SHORT PROBLEM A: Reproduce the stretch of the fox photo thread from "## LaFoto (Jan" through "the TPF meet-ups?", changing "otter" to "badger" throughout.

SOURCE:
========================================================================
# It's what I live for



## lostprophet (Jan 5, 2008)

I just want to give him a cuddle
*
Click photo for high res version*


----------



## pamcakes (Jan 5, 2008)

stunning, thanks for sharing!


----------



## RKW3 (Jan 5, 2008)

That's so cool how you see otters and foxes all the time. Nice shot! :thumbup:


----------



## abraxas (Jan 5, 2008)

Why was I expecting an otter?

Ever think of cross breeding the two species- a foxtter or an ottox?  How's your PS morphing?

Great shot too.


----------



## NikonLady52 (Jan 5, 2008)

Really, nice image, LP


----------



## Antarctican (Jan 5, 2008)

Love how the red colour of the fox stands out so well against the dark background


----------



## Campbell (Jan 5, 2008)

Your fox photos are always great :thumbup:


----------



## LaFoto (Jan 6, 2008)

abraxas said:


> Why was I expecting an otter?


 
Why was *I* expecting an otter, too??? :scratch:

And what?
You _don't_ live for the TPF meet-ups? 
Oh well, no, can't.
Else you'd be nice and come to mine... _sniff_ :cry:

Your fox photos are just like Raymond's bird photos.
Does that tell you enough?


----------



## lostprophet (Jan 6, 2008)

pamcakes said:


> stunning, thanks for sharing!



many thanks



RKW3 said:


> That's so cool how you see otters and foxes all the time. Nice shot! :thumbup:



I wish it was all the time but sadly its not



abraxas said:


> Why was I expecting an otter?
========================================================================
THE INPUT:
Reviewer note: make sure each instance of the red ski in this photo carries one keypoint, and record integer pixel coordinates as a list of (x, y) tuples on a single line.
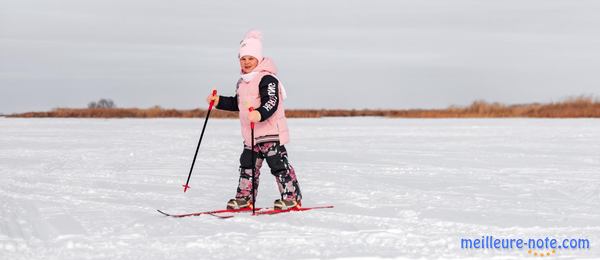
[(277, 211)]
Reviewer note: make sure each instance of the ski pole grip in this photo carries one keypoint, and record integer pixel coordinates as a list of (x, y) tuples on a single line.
[(212, 102), (251, 123)]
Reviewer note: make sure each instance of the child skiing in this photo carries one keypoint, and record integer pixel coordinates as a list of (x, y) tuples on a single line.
[(259, 88)]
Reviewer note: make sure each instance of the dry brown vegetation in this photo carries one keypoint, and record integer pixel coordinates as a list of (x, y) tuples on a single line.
[(569, 108)]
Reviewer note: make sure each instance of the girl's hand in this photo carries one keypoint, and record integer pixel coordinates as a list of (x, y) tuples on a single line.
[(212, 98), (254, 116)]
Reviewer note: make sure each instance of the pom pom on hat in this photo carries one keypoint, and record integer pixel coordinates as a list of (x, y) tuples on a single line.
[(251, 45)]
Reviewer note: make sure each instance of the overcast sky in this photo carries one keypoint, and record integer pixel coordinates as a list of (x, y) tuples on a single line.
[(331, 54)]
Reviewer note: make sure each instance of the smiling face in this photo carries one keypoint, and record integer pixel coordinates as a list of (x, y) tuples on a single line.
[(248, 63)]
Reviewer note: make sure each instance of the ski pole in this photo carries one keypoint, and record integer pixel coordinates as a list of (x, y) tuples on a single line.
[(185, 187), (253, 165)]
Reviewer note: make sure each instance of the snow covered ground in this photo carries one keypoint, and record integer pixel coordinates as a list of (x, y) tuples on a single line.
[(88, 188)]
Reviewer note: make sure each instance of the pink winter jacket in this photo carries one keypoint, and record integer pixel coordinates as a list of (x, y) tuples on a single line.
[(275, 127)]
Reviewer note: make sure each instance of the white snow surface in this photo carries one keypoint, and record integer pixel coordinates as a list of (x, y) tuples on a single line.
[(89, 188)]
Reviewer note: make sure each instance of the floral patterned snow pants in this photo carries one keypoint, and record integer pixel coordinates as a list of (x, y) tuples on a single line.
[(276, 157)]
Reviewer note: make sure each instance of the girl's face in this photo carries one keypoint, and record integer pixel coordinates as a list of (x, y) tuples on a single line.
[(248, 63)]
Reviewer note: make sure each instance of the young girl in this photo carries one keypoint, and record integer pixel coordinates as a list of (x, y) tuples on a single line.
[(259, 88)]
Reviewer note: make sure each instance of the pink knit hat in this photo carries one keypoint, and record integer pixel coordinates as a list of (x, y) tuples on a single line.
[(251, 45)]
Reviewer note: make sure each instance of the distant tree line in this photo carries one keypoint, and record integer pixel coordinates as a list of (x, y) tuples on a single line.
[(102, 103)]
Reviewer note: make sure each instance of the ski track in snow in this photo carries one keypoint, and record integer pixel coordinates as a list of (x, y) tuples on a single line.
[(88, 188)]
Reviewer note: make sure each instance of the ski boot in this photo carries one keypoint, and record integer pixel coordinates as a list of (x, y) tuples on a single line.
========================================================================
SHORT PROBLEM B: Select and copy each line of the rows above that contains the string "pole".

WRITTEN ANSWER A:
## LaFoto (Jan 6, 2008)

abraxas said:


> Why was I expecting an badger?


 
Why was *I* expecting an badger, too??? :scratch:

And what?
You _don't_ live for the TPF meet-ups?

WRITTEN ANSWER B:
Reviewer note: make sure each instance of the ski pole grip in this photo carries one keypoint, and record integer pixel coordinates as a list of (x, y) tuples on a single line.
Reviewer note: make sure each instance of the ski pole in this photo carries one keypoint, and record integer pixel coordinates as a list of (x, y) tuples on a single line.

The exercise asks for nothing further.